### Dataset records
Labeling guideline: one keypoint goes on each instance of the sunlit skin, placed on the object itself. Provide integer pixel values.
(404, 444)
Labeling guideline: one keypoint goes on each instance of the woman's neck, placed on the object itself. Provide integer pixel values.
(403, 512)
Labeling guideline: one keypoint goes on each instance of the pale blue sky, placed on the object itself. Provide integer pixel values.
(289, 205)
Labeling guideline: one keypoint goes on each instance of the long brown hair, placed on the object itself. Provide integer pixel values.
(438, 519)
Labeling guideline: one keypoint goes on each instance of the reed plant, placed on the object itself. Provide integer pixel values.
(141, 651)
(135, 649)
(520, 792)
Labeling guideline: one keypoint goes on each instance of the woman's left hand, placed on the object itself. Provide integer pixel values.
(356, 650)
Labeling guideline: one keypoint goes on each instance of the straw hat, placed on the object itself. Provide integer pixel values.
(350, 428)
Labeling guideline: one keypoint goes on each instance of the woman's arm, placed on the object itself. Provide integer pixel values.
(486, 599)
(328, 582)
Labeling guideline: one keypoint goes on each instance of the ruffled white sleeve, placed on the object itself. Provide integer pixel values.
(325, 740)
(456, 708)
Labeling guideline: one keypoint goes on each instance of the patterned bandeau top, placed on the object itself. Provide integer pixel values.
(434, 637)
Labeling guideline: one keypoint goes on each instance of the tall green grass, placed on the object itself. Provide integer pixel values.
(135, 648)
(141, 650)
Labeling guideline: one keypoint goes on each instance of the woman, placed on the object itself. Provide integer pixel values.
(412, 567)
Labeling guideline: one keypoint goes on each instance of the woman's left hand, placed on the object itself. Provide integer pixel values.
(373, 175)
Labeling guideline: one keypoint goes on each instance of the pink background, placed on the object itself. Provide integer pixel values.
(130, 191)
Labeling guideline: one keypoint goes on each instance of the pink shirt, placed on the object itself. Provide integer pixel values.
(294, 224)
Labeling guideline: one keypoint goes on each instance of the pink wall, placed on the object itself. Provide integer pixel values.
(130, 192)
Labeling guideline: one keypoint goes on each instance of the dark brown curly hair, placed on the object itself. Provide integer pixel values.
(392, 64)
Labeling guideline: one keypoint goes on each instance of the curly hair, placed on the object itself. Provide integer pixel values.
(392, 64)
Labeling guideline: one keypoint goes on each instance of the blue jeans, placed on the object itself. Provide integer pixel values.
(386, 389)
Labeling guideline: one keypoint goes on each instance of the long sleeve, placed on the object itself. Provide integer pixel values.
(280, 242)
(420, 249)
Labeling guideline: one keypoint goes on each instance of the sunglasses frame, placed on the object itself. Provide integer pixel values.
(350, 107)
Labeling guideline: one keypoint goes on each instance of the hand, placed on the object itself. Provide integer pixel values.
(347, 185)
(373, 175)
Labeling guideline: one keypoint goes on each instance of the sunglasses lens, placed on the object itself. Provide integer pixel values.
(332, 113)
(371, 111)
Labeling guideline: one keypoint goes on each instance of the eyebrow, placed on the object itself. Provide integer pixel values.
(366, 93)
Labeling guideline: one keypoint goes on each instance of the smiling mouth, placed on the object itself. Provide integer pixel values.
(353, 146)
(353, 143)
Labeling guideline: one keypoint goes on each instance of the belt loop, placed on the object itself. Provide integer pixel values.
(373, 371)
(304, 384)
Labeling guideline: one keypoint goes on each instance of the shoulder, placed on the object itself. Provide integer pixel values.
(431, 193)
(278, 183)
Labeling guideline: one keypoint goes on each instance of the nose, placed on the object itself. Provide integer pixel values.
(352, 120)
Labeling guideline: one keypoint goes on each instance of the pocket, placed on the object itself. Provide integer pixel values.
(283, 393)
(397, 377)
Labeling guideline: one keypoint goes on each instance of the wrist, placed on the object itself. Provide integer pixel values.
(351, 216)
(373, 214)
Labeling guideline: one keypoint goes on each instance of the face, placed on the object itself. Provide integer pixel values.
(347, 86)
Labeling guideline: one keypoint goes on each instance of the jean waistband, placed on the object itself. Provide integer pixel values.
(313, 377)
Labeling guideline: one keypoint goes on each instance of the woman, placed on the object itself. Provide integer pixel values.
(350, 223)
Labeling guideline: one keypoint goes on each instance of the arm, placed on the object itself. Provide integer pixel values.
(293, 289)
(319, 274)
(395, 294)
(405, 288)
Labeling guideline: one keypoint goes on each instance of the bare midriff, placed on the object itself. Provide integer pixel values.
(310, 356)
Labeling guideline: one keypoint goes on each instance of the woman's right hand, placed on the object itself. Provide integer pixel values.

### Objective
Reproduce each entry from the records above, character for character.

### Result for this task
Labeling guideline: one keypoint goes on each instance of the sunlit skin, placed on the object itself. Provide integer pixel values.
(404, 444)
Labeling guideline: one keypoint goes on each instance of the woman's neck, placed on the object itself. Provide integer pixel values.
(403, 512)
Labeling guideline: one keypoint goes on each instance of the pale blue sky, placed on the object itself. Provide integer pixel values.
(289, 205)
Labeling guideline: one keypoint goes on each instance of the long brown hair, placed on the object itself. Provide integer pixel values.
(438, 519)
Labeling guideline: one keypoint goes on each instance of the reed plant, placed on the object itself. Provide integer pixel values.
(141, 651)
(135, 649)
(520, 792)
Labeling guideline: one keypoint goes on each instance of the woman's left hand, placed on the object itself. Provide integer pixel values.
(356, 650)
Labeling guideline: one keypoint goes on each instance of the straw hat, placed on the object itself. Provide integer pixel values.
(350, 428)
Labeling guideline: one keypoint goes on each instance of the woman's arm, placed on the object itself. Provide integer pixel values.
(486, 599)
(328, 582)
Labeling guideline: one keypoint goes on each instance of the ruffled white sleeve, placed on the object itself. Provide integer pixel values.
(325, 740)
(456, 708)
Labeling guideline: one keypoint goes on each instance of the patterned bandeau top, placed on the object itself. Provide integer pixel values.
(434, 637)
Labeling guideline: one keypoint goes on each instance of the tall green grass, placed on the object itself. Provide integer pixel values.
(135, 648)
(141, 650)
Labeling guideline: one keypoint goes on each instance of the woman, placed on the object itself. Provide integer pixel values.
(412, 567)
Labeling guideline: one keypoint goes on each instance of the woman's left hand, placed on the object itself. Provide integer pixel values.
(373, 175)
Labeling guideline: one keypoint goes on each instance of the pink background, placed on the object itself. Provide integer pixel values.
(130, 191)
Labeling guideline: one keypoint goes on each instance of the pink shirt, placed on the object itself. Provide integer pixel values.
(294, 224)
Labeling guideline: one keypoint goes on each instance of the pink wall, placed on the object itself. Provide integer pixel values.
(130, 192)
Labeling guideline: one keypoint goes on each instance of the dark brown curly hair, placed on the object itself. Provide integer pixel values.
(392, 64)
Labeling guideline: one keypoint goes on each instance of the curly hair, placed on the object itself. Provide integer pixel values.
(392, 64)
Labeling guideline: one keypoint goes on each instance of the blue jeans, placed on the object itself. Provide integer pixel values.
(386, 389)
Labeling guideline: one keypoint goes on each instance of the long sleeve, placed on the object itself. Provide integer pixel values.
(280, 242)
(420, 249)
Labeling guideline: one keypoint goes on each instance of the sunglasses frame, placed on the object itself. Provide integer pixel values.
(350, 107)
Labeling guideline: one keypoint goes on each instance of the hand, placed on the object itself. Provide integer pixel values.
(347, 185)
(373, 175)
Labeling guideline: one keypoint goes on each instance of the sunglasses lens, placed on the object itself. Provide integer pixel values.
(332, 113)
(371, 111)
Labeling guideline: one keypoint goes on each instance of the eyebrow, placed on the object itself. Provide integer pixel values.
(366, 93)
Labeling guideline: one keypoint goes on each instance of the smiling mouth, placed on the object itself. Provide integer pixel values.
(353, 146)
(353, 143)
Labeling guideline: one keypoint goes on each instance of the belt loop, placed on the object itself. Provide integer pixel values.
(373, 371)
(304, 384)
Labeling guideline: one keypoint goes on each instance of the shoulder, placed on the object itself. Provide integer pixel values.
(431, 193)
(278, 183)
Labeling guideline: one keypoint goes on each instance of the nose, placed on the object itself. Provide integer pixel values.
(352, 120)
Labeling guideline: one keypoint goes on each instance of the pocket, placed on the object itself. Provide integer pixel values.
(283, 393)
(397, 377)
Labeling guideline: one keypoint goes on each instance of the wrist, placed on the object itself. Provide integer pixel values.
(351, 216)
(373, 214)
Labeling guideline: one keypoint goes on each instance of the face, placed on the object itself. Provide integer pixel values.
(347, 86)
Labeling guideline: one keypoint goes on each instance of the jean waistband, placed on the object itself. Provide integer pixel values.
(313, 377)
Labeling guideline: one keypoint goes on each instance of the woman, placed on the object itself. Provide integer pixel values.
(350, 223)
Labeling guideline: one keypoint goes on each instance of the arm, placed on the object itself. Provide integer pixel values.
(293, 289)
(319, 274)
(395, 294)
(405, 288)
Labeling guideline: one keypoint goes on each instance of the bare midriff, placed on the object itself. Provide integer pixel values.
(310, 356)
Labeling guideline: one keypoint goes on each instance of the woman's right hand, placed on the object itself. Provide integer pixel values.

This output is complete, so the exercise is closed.